==== Data

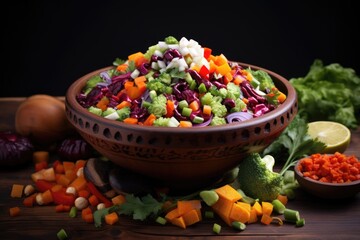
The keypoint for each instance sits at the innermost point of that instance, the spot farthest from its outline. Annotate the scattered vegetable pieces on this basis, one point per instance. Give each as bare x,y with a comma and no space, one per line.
330,168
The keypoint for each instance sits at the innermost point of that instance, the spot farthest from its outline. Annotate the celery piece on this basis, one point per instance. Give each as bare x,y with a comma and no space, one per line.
238,225
216,228
291,215
62,235
279,207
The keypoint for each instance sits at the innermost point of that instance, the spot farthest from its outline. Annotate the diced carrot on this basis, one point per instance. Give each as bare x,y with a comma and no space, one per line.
59,168
239,213
62,208
70,174
184,123
194,105
17,191
150,120
267,208
63,180
56,187
111,218
207,109
179,221
138,58
223,208
128,85
123,104
266,219
41,165
122,67
47,197
191,217
253,216
170,108
229,193
93,200
40,156
283,199
30,200
68,165
89,218
258,208
79,183
84,193
49,174
14,211
119,199
43,185
85,211
174,213
185,206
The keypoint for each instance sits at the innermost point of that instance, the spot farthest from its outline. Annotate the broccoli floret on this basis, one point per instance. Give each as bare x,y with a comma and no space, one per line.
158,86
157,106
257,178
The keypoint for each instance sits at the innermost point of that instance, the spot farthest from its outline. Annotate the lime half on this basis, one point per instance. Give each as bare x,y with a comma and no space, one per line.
335,135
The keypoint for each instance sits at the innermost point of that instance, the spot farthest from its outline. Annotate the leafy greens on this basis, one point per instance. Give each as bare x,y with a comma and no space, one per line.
330,92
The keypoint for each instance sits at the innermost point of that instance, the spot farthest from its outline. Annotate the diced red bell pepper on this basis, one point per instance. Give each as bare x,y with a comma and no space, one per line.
61,197
43,185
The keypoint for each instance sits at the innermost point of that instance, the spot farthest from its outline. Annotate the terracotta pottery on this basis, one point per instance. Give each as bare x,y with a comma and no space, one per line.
183,158
327,190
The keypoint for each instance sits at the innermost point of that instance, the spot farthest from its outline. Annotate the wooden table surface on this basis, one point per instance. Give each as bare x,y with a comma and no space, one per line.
325,219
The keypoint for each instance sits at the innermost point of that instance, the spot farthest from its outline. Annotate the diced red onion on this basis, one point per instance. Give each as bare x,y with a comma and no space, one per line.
238,117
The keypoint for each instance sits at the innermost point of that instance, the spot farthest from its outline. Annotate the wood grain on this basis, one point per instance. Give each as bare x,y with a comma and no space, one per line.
325,219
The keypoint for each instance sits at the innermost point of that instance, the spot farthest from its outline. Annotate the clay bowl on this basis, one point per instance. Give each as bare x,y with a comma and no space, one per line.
327,190
183,158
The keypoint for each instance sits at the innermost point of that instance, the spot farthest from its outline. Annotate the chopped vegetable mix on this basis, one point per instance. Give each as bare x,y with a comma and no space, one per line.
180,84
336,168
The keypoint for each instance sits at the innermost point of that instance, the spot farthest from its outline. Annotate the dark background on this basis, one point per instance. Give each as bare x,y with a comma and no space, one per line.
46,45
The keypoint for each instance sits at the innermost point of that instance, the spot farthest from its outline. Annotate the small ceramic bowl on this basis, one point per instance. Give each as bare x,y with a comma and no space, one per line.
326,190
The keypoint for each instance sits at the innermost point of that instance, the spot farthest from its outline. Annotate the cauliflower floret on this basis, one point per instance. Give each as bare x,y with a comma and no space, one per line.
257,178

========

=== Goal of the exercise ===
Every line from the one that has "Annotate the chopped" down to the last line above must be written out exactly, with both ends included and nothing else.

=== Result below ===
The keypoint for each instance sits at the innermost point of that instance, the spot farthest from its outline. Annotate the chopped vegetable mix on this basis, one point per instance. Give each as bare x,y with a comma and no space, one per line.
180,84
336,168
The keypoint for each instance sits at the innermost point of that instance, the spot farthest from its outline. Annotate the dark background on this basis, one point per instance. Give each as bare x,y with a comma and no space, one per line.
46,45
The keypoint for each instance sits at the innermost point of that instance, the spot farthest from its outline. Annotate the small ceramic bowl on this basis, one point per instance. Give each as bare x,y with a comma and no space, one per line.
326,190
The keypoint for each instance sits at the innermost point of that instance, the spot farthest from its outline. Annotate the cauliflower floret on this basis, one point per instance. Give each as bare x,y with a comma and no space, one per line.
257,178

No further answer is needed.